__Excerpt provided__.
— begin —
Later, in 1925, Du Bois had followed up his Liberian discussions with Donald Ross, the representative of the Firestone Company. In 1924, Firestone had approached the Liberian government for a concession of one million acres for the cultivation of rubber coupled with a loan of $5,000,000. Largely on account of its perennial condition of bankruptcy, a fear of French and British designs on Liberian soil and pressure from the US State Department, the Americo-Liberians had finally agreed to Firestone's conditions in 1927. 37 In October 1925, Du Bois wrote to Harvey Firestone suggesting that in "this experiment in Liberia" Firestone might employ among his "industrial personnel" "Colored Americans of education and experience." 38 He encouraged Firestone:
I believe that in this way you can inaugurate one of the greatest and far reaching reforms in the relations between white industrial countries like America and black, partly developed countries like Liberia if it can once be proven that industry can do the same thing in a black country like Liberia that it does in a white country like Australia: that is, invade it, reform it and uplift it by incorporating the native born into the imported industry and thus make the industry a part of the country. 39
Here Du Bois exhibited a naïvete or at least an optimism with respect to capitalism which was more characteristic of the petty bourgeoisies of the mid nineteenth century than earlier or later. 40 After all, Hegel had observed that the mercantile and industrial classes "... base their subsistence on the misery of one class." 41 To his credit, in 1933, just eight years after his approach to Firestone, Du Bois no longer suffered such illusions. Now as a radical Black intellectual, Du Bois confessed:
I know what European imperialism has done to Asia and Africa; but, nevertheless, I had not then lost faith in the capitalist system, and I believed that it was possible for a great corporation, headed by a man of vision, to go into a country with something more than the mere ideal of profit. 42
This is the Du Bois we find in Black Reconstruction.
— end —
__Exercise objective__.
In the excerpt on Du Bois and Firestone, how large a rubber concession did Firestone seek from the Liberian government in 1924?

__Provided data__.
— begin —
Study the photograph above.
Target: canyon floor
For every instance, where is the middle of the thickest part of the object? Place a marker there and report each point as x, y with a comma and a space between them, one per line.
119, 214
— end —
__Finished exercise__.
One million acres, coupled with a loan of $5,000,000.